(Items from a dataset)

*** Block opens ***

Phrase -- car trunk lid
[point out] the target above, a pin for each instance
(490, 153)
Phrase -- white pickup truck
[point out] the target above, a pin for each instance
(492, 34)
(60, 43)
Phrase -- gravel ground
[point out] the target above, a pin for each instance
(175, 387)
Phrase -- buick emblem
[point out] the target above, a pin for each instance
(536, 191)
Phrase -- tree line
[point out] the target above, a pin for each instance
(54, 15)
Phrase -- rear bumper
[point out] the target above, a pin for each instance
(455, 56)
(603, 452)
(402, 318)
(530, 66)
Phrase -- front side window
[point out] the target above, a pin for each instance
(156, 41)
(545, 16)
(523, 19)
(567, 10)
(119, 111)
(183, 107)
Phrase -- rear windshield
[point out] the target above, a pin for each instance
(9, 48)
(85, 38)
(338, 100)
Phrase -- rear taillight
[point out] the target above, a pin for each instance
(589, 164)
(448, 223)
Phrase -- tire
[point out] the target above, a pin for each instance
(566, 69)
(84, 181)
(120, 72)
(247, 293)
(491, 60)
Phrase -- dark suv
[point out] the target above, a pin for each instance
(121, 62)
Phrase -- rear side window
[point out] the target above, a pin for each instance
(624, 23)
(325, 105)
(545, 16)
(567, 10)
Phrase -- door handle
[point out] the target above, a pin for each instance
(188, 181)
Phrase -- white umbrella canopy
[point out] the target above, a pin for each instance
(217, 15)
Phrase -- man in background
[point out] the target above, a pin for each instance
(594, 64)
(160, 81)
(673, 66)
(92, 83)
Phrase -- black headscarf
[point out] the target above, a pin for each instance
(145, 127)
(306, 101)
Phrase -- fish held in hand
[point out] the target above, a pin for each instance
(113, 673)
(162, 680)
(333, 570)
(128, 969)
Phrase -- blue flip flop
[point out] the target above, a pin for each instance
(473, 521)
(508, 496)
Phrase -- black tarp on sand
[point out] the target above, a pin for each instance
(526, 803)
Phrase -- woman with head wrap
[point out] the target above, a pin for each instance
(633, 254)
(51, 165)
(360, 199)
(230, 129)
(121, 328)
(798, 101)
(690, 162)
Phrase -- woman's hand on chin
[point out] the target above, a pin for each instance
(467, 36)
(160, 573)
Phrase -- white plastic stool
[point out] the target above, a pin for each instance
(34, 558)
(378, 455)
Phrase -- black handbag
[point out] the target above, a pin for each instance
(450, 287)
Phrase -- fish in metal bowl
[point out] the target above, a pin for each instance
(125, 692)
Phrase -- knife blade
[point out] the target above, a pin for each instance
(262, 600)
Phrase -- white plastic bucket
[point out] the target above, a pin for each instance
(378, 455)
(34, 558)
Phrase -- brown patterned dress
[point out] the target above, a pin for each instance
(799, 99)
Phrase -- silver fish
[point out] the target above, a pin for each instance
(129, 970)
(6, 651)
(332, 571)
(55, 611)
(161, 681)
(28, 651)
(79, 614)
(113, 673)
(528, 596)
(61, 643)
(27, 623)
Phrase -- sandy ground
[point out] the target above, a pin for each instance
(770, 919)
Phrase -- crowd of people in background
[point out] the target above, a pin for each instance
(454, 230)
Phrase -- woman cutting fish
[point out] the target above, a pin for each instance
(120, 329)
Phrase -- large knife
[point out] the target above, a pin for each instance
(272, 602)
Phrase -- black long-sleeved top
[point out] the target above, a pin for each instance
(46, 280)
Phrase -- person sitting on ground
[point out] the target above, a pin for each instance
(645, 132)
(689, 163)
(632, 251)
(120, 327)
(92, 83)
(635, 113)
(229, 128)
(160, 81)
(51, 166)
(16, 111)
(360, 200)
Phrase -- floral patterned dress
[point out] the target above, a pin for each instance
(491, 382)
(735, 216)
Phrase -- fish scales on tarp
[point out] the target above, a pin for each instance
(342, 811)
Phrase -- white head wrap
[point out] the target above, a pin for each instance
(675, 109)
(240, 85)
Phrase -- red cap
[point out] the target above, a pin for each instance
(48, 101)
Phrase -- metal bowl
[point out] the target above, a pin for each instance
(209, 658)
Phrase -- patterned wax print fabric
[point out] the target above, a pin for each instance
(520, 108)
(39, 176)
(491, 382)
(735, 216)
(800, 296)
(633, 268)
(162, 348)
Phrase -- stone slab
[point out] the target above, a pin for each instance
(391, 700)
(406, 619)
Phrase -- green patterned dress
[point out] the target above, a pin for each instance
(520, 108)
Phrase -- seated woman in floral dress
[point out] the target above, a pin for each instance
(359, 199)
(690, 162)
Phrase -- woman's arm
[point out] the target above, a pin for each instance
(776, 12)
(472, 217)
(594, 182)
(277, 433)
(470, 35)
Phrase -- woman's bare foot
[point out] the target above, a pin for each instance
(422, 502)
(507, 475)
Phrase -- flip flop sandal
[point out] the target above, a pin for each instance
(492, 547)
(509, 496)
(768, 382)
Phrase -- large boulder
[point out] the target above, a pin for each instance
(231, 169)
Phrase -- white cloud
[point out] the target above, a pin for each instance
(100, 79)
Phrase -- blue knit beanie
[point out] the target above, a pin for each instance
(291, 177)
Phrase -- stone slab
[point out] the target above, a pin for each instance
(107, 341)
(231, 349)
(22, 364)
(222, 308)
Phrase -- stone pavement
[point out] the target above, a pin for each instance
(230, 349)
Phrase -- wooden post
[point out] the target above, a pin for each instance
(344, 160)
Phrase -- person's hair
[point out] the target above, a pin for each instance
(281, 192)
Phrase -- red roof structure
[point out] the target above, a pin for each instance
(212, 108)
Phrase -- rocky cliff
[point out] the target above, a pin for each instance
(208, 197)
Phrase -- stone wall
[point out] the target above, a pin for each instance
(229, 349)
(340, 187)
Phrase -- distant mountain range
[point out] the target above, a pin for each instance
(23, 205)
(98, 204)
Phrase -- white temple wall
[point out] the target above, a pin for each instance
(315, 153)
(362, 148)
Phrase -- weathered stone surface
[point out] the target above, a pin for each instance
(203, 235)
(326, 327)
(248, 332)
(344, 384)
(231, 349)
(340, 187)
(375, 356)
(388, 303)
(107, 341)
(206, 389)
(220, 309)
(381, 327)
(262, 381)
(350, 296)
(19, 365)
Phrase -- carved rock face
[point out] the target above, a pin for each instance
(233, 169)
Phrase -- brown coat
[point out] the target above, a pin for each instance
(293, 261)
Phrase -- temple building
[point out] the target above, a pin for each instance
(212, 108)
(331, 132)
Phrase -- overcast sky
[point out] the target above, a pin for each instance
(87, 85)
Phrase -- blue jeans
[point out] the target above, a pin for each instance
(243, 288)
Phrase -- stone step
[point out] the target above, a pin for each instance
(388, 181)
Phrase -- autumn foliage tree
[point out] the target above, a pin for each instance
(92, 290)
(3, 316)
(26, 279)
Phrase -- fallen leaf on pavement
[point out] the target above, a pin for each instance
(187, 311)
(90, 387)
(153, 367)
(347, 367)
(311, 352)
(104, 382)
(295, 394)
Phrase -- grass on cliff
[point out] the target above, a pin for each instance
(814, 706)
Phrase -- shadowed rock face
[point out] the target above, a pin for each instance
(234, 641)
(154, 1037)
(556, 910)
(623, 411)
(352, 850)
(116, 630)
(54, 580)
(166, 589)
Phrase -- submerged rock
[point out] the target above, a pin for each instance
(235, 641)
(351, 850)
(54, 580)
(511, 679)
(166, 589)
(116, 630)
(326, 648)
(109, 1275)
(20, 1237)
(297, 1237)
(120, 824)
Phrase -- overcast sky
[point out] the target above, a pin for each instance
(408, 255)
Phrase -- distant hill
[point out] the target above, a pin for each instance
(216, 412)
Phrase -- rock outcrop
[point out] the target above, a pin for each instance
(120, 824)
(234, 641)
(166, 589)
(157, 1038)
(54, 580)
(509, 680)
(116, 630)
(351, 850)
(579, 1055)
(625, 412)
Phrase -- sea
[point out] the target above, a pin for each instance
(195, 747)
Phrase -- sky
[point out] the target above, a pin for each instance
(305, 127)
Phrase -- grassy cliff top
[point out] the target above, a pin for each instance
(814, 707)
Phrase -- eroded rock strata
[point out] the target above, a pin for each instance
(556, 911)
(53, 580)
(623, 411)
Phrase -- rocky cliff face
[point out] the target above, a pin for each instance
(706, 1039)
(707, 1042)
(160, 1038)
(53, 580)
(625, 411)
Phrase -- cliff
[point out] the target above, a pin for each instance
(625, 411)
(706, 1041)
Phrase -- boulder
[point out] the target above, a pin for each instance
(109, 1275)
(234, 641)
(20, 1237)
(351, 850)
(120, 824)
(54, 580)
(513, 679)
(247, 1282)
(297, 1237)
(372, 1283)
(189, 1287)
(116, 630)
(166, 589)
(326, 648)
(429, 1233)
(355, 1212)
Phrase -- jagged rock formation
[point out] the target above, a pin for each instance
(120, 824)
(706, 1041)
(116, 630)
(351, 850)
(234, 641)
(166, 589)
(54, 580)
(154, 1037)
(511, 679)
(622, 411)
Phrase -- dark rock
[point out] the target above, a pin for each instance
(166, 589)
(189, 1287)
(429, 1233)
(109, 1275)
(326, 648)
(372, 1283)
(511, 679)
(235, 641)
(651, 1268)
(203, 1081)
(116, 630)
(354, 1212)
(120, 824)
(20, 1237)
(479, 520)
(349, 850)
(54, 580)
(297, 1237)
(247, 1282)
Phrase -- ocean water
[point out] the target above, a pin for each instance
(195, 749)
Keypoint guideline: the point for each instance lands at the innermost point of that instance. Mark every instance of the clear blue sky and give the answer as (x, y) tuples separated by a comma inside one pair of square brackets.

*** Block closes ***

— What is required —
The range runs from the line above containing "Phrase -- jagged rock formation" to the line containing "Phrase -- dark rock", inclusive. Restate those lines word for word and no others.

— Task output —
Phrase -- jagged rock formation
[point out] the target above, a pin for each instance
(120, 824)
(706, 1041)
(116, 630)
(351, 850)
(234, 641)
(166, 589)
(54, 580)
(154, 1037)
(511, 679)
(622, 411)
Phrase -- dark rock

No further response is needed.